**TASK OBJECTIVE**
Nothing is to be left out; print all the entries exactly.
[[ PROVIDED INFORMATION open ]]
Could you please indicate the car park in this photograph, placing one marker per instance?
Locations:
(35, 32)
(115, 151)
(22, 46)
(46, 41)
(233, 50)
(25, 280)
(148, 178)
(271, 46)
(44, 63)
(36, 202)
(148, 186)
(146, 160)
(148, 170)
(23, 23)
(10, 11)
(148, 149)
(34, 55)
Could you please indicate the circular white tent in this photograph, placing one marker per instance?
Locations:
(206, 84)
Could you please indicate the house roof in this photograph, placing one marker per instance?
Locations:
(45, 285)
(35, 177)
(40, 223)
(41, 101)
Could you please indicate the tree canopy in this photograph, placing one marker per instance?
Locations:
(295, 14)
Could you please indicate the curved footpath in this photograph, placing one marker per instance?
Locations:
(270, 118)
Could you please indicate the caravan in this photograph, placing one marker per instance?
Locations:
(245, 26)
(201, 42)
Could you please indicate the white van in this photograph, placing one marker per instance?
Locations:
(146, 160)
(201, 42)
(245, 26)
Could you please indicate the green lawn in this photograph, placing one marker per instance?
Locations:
[[ PROVIDED INFORMATION closed ]]
**RESULT**
Could you please indicate the car park in this photograph, placing one marker per instance?
Locations:
(35, 32)
(115, 151)
(22, 46)
(46, 41)
(233, 50)
(25, 280)
(148, 178)
(271, 46)
(44, 63)
(36, 202)
(148, 186)
(146, 160)
(148, 170)
(23, 23)
(10, 11)
(148, 149)
(34, 55)
Could you please indicate the circular white tent in this photograph, placing one marker per instance?
Locations:
(206, 84)
Could you please indicate the house roof in this photograph, placing one marker per instance?
Locations:
(45, 285)
(35, 177)
(40, 223)
(41, 101)
Could you please indicate the tree canopy in this photograph, placing one marker per instance?
Locations:
(295, 14)
Could you please indicate the curved footpath in this photograph, placing one marker per instance?
Locations:
(270, 118)
Could you please indicate the caravan in this photograph, placing one marker per instance?
Locations:
(245, 26)
(201, 42)
Could you please indicate the white van in this photograph, placing one marker per instance?
Locations:
(146, 160)
(201, 42)
(245, 26)
Could you please indicate the green lawn in this photograph, placing one marker per instance?
Locations:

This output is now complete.